• **WHAT IS NEEDED**: Below is a listing. Set down exactly the lines from the one containing "# drop a dot on each instance of the ground;" through the one containing "# Target: small mushroom", both ends included, and leave out the rest.

• **DATA FOR PROCESSING**:

Content starts

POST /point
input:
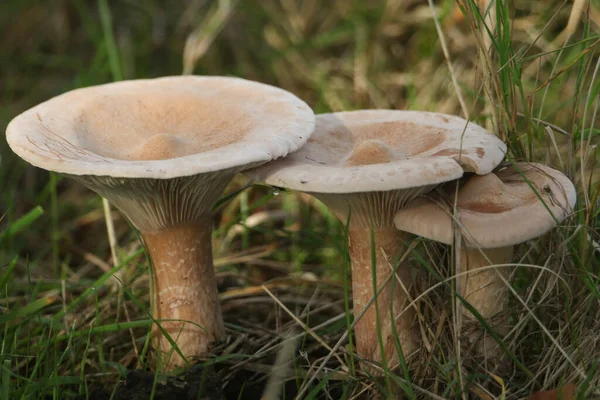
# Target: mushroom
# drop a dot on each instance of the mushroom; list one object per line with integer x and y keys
{"x": 365, "y": 165}
{"x": 163, "y": 151}
{"x": 494, "y": 212}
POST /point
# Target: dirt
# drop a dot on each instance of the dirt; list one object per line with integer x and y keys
{"x": 198, "y": 383}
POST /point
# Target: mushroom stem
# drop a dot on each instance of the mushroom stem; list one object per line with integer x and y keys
{"x": 185, "y": 289}
{"x": 484, "y": 290}
{"x": 388, "y": 247}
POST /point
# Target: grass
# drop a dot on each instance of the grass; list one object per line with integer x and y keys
{"x": 68, "y": 325}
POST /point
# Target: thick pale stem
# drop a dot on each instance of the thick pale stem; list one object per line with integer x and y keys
{"x": 388, "y": 247}
{"x": 184, "y": 289}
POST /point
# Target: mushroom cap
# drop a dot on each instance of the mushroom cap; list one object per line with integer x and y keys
{"x": 495, "y": 210}
{"x": 382, "y": 150}
{"x": 161, "y": 128}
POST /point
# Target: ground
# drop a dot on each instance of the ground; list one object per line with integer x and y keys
{"x": 74, "y": 312}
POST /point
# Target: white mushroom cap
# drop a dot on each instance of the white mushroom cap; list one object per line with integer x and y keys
{"x": 380, "y": 150}
{"x": 495, "y": 210}
{"x": 161, "y": 128}
{"x": 374, "y": 161}
{"x": 162, "y": 150}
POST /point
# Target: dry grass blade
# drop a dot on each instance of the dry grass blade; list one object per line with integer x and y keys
{"x": 281, "y": 368}
{"x": 200, "y": 40}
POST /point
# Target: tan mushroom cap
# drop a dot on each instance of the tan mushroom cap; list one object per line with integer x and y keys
{"x": 382, "y": 150}
{"x": 495, "y": 210}
{"x": 161, "y": 128}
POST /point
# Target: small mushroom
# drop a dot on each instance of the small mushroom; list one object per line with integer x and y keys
{"x": 494, "y": 212}
{"x": 163, "y": 152}
{"x": 365, "y": 165}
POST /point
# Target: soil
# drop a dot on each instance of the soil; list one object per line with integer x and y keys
{"x": 198, "y": 383}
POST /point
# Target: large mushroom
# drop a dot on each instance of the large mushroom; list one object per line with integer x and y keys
{"x": 494, "y": 212}
{"x": 163, "y": 151}
{"x": 365, "y": 165}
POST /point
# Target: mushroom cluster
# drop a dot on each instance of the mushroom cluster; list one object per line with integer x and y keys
{"x": 164, "y": 150}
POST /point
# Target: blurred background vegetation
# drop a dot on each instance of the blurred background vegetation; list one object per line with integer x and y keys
{"x": 526, "y": 70}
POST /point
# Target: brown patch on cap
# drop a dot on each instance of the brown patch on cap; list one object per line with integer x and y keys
{"x": 370, "y": 152}
{"x": 160, "y": 147}
{"x": 174, "y": 125}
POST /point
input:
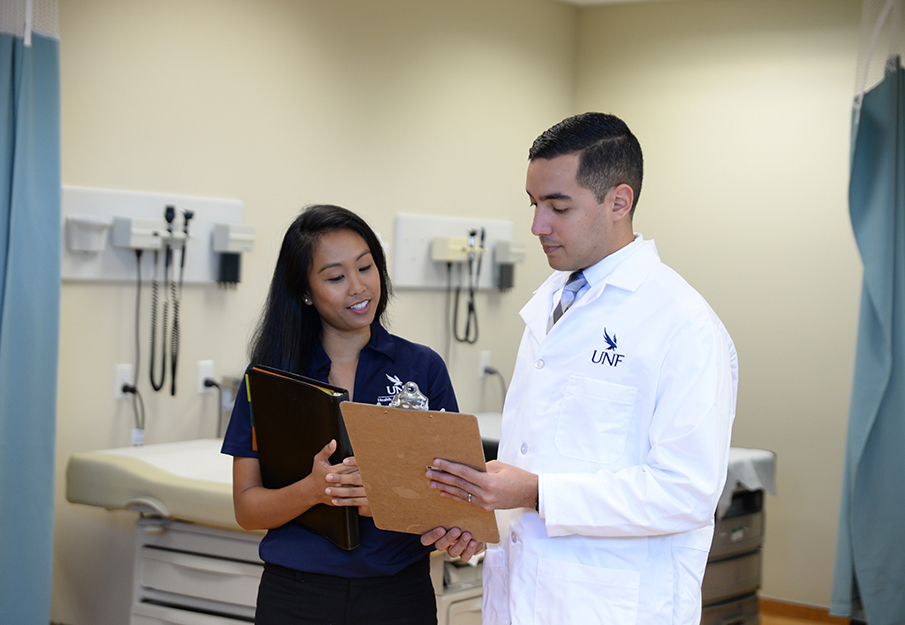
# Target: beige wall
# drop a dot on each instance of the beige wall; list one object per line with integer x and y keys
{"x": 424, "y": 106}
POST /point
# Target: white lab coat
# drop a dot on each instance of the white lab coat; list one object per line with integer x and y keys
{"x": 625, "y": 411}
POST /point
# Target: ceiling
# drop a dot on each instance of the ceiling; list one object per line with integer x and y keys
{"x": 595, "y": 2}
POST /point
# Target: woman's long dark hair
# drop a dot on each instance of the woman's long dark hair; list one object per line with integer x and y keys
{"x": 286, "y": 332}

Content ends

• **ANSWER SECTION**:
# drop a dot on each instance of the ground; list one object per line with integer x and y keys
{"x": 74, "y": 312}
POST /point
# Target: white mushroom cap
# drop a dot on each instance of the white mushroom cap; list one object per line with integer x and y keys
{"x": 380, "y": 150}
{"x": 495, "y": 210}
{"x": 161, "y": 128}
{"x": 374, "y": 161}
{"x": 162, "y": 150}
POST /point
# Target: dry grass blade
# drop a dot on each instance of the dry grass blade; list one object per line with integer x and y keys
{"x": 281, "y": 368}
{"x": 200, "y": 40}
POST /point
# Target: tan mushroom cap
# drop a dot on each instance of the tan mushroom cap; list one object per line with integer x and y keys
{"x": 382, "y": 150}
{"x": 495, "y": 210}
{"x": 161, "y": 128}
POST /point
# Target: small mushroom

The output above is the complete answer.